▸ Required action: Pull each line containing "fence" out of the data and copy it.
• • •
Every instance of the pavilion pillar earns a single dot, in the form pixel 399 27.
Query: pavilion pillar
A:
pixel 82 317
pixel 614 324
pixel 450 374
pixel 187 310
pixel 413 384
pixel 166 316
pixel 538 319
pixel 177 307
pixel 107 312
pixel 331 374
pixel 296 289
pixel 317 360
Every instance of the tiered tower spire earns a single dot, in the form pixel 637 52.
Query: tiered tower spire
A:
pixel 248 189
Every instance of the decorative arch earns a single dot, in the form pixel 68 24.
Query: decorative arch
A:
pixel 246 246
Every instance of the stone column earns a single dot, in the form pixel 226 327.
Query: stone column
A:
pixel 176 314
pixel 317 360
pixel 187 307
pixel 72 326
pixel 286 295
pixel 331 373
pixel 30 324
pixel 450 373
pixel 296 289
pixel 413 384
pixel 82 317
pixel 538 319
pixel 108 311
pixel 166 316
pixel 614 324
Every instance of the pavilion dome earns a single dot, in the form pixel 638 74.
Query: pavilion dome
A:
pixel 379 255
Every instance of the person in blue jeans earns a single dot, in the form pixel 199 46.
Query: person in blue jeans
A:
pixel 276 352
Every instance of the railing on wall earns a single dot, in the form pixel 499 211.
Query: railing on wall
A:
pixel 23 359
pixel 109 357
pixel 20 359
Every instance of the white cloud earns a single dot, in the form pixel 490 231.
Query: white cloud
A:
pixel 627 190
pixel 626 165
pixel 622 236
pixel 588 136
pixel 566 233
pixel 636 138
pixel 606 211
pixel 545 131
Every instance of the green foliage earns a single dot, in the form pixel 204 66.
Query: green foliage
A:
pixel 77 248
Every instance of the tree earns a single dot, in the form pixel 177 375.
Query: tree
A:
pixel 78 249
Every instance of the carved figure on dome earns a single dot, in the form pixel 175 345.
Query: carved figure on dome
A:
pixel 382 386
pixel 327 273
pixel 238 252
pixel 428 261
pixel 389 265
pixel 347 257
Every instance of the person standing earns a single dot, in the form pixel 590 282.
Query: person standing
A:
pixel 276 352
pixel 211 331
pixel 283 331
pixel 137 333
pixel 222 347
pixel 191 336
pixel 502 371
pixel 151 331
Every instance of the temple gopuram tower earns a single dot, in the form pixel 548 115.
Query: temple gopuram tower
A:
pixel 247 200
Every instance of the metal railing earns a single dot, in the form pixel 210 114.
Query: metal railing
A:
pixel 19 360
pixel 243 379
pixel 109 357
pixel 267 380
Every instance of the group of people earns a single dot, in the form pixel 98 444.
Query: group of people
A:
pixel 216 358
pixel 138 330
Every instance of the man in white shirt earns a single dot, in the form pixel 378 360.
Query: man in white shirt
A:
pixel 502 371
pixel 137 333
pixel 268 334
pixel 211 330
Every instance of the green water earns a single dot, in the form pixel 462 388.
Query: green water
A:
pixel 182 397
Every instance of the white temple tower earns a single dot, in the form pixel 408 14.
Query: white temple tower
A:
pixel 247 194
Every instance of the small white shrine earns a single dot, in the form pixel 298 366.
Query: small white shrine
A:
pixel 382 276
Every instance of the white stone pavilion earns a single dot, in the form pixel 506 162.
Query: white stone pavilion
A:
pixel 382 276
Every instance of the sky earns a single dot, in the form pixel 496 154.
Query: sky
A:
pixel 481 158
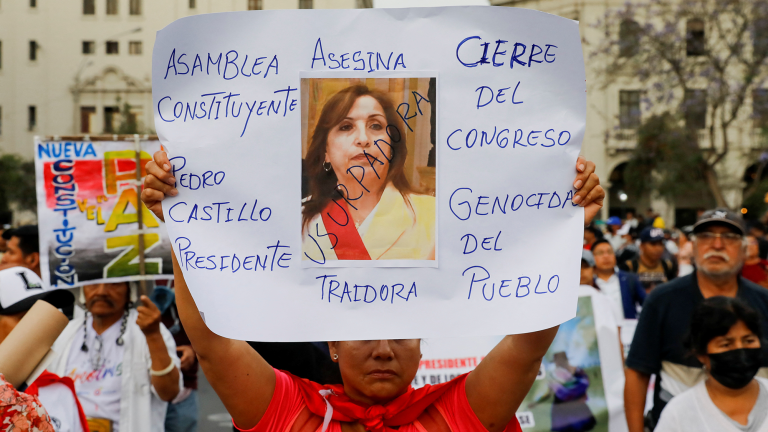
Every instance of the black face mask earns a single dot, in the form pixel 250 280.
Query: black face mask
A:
pixel 736 368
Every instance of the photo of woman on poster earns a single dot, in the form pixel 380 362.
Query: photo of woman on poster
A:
pixel 360 203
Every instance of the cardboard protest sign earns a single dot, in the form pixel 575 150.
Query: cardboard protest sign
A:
pixel 580 385
pixel 87 214
pixel 356 166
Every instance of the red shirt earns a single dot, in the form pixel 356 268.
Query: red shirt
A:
pixel 288 412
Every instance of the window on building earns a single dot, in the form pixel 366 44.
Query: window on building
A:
pixel 89 47
pixel 33 50
pixel 629 38
pixel 31 117
pixel 86 119
pixel 110 119
pixel 134 47
pixel 694 37
pixel 89 7
pixel 760 107
pixel 695 106
pixel 629 109
pixel 111 7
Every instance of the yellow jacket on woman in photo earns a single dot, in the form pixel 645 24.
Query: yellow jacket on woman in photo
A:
pixel 393 231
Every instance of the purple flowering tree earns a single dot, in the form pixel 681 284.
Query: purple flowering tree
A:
pixel 700 61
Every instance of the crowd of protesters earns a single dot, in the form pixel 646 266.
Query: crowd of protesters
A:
pixel 701 313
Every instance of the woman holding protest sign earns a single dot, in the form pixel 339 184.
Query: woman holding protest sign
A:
pixel 358 189
pixel 376 394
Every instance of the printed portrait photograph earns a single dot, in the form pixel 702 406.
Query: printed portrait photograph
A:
pixel 369 172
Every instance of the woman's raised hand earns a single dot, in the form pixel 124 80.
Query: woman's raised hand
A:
pixel 589 194
pixel 159 182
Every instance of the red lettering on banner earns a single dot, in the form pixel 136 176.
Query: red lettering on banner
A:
pixel 453 363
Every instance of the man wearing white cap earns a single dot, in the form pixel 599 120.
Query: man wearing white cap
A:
pixel 122 359
pixel 20 288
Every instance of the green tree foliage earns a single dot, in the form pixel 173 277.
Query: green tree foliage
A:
pixel 711 48
pixel 667 159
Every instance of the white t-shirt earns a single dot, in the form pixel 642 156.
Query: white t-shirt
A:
pixel 612 289
pixel 61 406
pixel 693 410
pixel 98 372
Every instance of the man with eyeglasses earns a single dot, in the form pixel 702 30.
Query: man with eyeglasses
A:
pixel 657 348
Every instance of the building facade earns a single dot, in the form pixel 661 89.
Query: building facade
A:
pixel 70 67
pixel 615 112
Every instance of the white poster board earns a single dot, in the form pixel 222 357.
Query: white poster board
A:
pixel 473 231
pixel 87 214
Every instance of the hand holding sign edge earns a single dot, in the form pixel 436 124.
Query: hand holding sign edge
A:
pixel 158 183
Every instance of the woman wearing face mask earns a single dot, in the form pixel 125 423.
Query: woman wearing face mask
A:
pixel 725 336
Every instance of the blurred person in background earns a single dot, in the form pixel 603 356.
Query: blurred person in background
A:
pixel 755 268
pixel 622 288
pixel 22 247
pixel 591 235
pixel 628 250
pixel 631 219
pixel 684 255
pixel 651 266
pixel 614 225
pixel 670 243
pixel 3 242
pixel 122 359
pixel 757 229
pixel 725 337
pixel 657 347
pixel 587 268
pixel 20 288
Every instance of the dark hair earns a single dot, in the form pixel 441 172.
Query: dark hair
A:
pixel 714 317
pixel 28 238
pixel 599 242
pixel 323 184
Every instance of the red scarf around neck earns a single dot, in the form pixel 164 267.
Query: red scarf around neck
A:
pixel 404 409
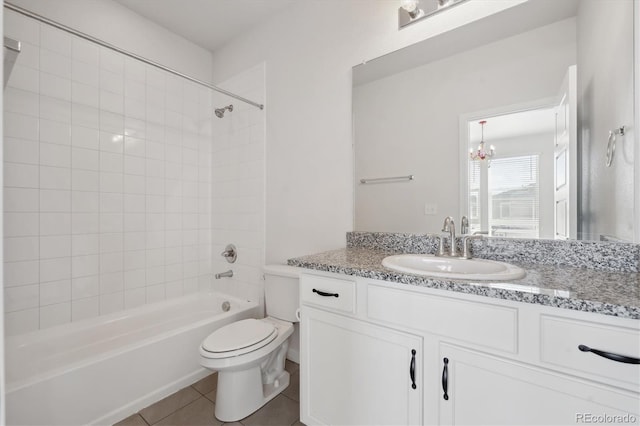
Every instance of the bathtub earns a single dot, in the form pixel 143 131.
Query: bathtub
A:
pixel 100 370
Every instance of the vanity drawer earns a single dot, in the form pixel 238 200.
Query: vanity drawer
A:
pixel 326 292
pixel 560 338
pixel 483 324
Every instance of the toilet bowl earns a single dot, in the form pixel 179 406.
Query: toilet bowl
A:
pixel 249 355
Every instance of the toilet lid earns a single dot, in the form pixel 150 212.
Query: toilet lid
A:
pixel 248 333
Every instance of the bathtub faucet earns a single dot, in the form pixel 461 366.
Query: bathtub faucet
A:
pixel 226 274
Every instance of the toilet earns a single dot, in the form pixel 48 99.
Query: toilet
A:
pixel 249 355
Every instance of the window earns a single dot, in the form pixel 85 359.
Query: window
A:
pixel 510 186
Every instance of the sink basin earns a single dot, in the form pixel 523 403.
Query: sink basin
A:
pixel 452 267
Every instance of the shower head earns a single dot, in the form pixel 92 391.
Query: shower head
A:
pixel 220 111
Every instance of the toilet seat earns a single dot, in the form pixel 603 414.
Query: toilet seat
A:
pixel 239 338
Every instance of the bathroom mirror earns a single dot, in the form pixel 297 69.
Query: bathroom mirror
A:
pixel 416 113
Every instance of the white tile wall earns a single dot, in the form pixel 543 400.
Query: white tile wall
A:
pixel 107 181
pixel 238 181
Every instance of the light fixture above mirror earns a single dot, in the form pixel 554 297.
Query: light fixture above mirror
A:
pixel 411 11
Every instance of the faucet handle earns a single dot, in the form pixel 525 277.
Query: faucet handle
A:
pixel 464 225
pixel 448 221
pixel 466 253
pixel 440 238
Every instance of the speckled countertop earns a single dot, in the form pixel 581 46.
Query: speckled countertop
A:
pixel 608 293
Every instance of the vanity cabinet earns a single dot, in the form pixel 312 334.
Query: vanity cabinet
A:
pixel 354 372
pixel 506 362
pixel 482 389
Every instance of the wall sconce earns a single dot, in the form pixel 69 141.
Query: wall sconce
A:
pixel 480 153
pixel 411 11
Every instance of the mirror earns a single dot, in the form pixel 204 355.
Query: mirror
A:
pixel 416 113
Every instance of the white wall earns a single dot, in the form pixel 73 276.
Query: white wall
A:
pixel 238 172
pixel 309 51
pixel 605 102
pixel 407 123
pixel 107 180
pixel 2 367
pixel 111 22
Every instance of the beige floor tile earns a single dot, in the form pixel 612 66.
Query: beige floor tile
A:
pixel 206 385
pixel 198 413
pixel 134 420
pixel 168 405
pixel 293 390
pixel 278 412
pixel 211 396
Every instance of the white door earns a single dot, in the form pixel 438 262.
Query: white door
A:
pixel 354 373
pixel 487 390
pixel 565 159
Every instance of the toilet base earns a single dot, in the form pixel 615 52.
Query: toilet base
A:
pixel 241 393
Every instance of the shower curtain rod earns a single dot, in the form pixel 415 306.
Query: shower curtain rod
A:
pixel 85 36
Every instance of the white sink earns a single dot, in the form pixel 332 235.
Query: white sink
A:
pixel 451 267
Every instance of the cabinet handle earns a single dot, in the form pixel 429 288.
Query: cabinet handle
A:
pixel 445 378
pixel 412 369
pixel 610 355
pixel 324 293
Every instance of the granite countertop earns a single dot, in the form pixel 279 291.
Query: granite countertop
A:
pixel 608 293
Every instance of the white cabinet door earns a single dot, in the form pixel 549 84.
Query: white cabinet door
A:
pixel 487 390
pixel 355 373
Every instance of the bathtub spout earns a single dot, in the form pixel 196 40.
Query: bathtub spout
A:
pixel 226 274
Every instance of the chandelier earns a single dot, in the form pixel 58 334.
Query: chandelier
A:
pixel 481 153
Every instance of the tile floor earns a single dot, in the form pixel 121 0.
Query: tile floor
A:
pixel 194 405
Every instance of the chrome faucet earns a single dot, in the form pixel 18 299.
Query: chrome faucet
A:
pixel 450 227
pixel 225 274
pixel 466 252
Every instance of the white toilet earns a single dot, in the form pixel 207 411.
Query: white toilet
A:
pixel 249 354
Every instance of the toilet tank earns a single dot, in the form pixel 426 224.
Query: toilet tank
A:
pixel 281 291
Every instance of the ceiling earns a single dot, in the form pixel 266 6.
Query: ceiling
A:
pixel 208 23
pixel 513 125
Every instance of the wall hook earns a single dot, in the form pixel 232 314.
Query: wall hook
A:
pixel 611 144
pixel 230 253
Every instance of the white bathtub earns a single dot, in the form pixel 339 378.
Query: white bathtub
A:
pixel 100 370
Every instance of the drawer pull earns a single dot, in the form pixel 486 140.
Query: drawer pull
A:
pixel 324 293
pixel 445 379
pixel 412 369
pixel 610 355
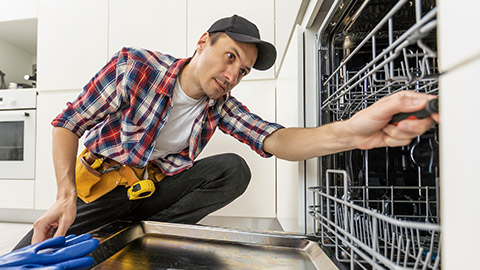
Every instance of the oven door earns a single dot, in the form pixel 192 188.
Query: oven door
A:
pixel 17 144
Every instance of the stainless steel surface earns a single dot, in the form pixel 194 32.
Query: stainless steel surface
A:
pixel 158 245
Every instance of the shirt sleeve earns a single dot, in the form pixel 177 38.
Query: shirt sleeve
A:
pixel 103 95
pixel 237 121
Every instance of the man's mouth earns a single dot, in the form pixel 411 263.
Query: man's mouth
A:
pixel 221 85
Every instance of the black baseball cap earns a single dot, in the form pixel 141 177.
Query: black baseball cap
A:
pixel 242 30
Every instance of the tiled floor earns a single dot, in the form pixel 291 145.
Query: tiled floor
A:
pixel 10 234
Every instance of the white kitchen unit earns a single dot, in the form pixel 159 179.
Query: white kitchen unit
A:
pixel 459 94
pixel 18 40
pixel 49 105
pixel 160 27
pixel 13 10
pixel 287 15
pixel 202 14
pixel 290 113
pixel 72 42
pixel 259 199
pixel 17 194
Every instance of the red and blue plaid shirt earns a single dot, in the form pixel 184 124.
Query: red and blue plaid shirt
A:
pixel 125 106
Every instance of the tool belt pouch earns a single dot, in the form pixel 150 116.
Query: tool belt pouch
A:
pixel 91 184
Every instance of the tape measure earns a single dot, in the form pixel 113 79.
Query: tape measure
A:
pixel 140 190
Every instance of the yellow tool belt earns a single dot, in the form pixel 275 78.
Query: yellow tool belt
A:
pixel 96 176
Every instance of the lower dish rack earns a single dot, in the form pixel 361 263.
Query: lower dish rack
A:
pixel 367 238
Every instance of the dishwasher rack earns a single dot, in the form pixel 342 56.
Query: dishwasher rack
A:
pixel 405 63
pixel 379 208
pixel 365 237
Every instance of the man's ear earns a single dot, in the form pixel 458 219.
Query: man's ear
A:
pixel 202 42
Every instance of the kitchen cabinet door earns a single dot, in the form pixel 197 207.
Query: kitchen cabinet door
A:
pixel 202 14
pixel 258 201
pixel 290 179
pixel 72 42
pixel 15 194
pixel 49 105
pixel 458 40
pixel 150 24
pixel 286 13
pixel 18 10
pixel 459 151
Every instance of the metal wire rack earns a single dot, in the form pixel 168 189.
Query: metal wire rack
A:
pixel 368 238
pixel 406 63
pixel 382 224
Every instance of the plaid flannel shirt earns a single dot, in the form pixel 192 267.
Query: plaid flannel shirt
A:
pixel 126 104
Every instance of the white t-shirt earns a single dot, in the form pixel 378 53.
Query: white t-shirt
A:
pixel 175 134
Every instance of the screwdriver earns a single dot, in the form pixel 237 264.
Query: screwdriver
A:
pixel 431 107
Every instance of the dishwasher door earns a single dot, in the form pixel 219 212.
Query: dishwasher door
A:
pixel 160 245
pixel 379 208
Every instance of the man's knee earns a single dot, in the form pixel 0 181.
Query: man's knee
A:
pixel 239 172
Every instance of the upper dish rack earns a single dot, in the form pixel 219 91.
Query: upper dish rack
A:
pixel 406 62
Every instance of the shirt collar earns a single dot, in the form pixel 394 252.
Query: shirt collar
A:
pixel 168 81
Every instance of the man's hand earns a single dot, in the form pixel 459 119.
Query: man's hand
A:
pixel 370 127
pixel 367 129
pixel 61 216
pixel 55 253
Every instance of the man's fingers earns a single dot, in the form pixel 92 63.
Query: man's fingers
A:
pixel 62 229
pixel 404 101
pixel 41 232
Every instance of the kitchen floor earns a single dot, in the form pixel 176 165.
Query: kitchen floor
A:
pixel 11 233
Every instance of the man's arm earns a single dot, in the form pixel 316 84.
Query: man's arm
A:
pixel 367 129
pixel 63 212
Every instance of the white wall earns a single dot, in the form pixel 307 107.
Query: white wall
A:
pixel 15 62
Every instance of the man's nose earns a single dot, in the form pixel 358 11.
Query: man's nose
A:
pixel 232 75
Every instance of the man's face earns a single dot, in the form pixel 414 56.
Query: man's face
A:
pixel 222 65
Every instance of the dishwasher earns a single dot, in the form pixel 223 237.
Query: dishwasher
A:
pixel 379 208
pixel 372 209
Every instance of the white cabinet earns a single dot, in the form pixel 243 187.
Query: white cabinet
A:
pixel 286 13
pixel 72 42
pixel 16 194
pixel 18 10
pixel 290 179
pixel 458 35
pixel 459 161
pixel 49 105
pixel 259 199
pixel 202 14
pixel 150 24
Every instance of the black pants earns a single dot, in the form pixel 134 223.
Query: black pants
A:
pixel 187 197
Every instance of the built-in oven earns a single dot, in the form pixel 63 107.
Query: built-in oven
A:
pixel 17 134
pixel 379 208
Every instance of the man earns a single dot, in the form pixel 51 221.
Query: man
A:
pixel 146 109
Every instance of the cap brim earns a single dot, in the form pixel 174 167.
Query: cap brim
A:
pixel 267 54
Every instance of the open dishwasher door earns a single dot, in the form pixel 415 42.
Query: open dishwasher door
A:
pixel 378 209
pixel 160 245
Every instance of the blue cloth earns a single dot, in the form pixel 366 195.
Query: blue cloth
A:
pixel 54 253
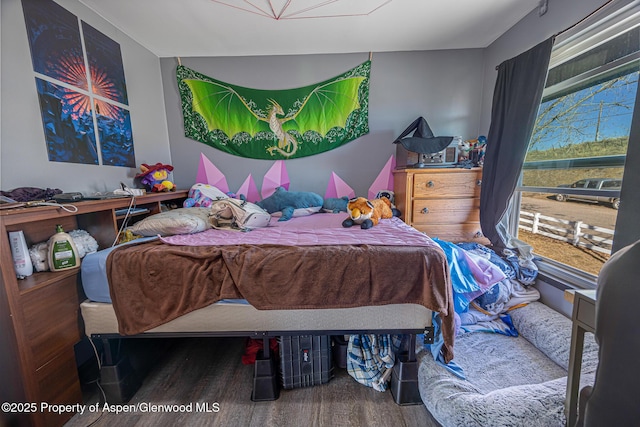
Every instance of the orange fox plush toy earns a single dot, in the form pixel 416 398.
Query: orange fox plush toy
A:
pixel 368 213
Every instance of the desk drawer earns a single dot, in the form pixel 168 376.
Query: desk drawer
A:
pixel 468 232
pixel 447 185
pixel 443 211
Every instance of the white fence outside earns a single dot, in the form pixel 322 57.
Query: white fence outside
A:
pixel 577 233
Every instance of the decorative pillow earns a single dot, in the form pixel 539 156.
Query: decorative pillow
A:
pixel 203 195
pixel 176 221
pixel 300 211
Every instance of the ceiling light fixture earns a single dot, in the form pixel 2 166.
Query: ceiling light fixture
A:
pixel 305 9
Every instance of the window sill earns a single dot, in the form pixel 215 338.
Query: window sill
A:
pixel 563 276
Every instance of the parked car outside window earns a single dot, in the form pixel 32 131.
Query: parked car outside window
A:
pixel 593 184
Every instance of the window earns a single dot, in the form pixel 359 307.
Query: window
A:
pixel 573 172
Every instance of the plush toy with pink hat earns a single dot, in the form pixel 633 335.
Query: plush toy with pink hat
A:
pixel 155 178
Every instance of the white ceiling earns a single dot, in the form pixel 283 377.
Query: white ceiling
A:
pixel 171 28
• • •
▸ Finished task:
Every instance of the white fence outside earns a single dot, in the form pixel 322 57.
Query: white fence outside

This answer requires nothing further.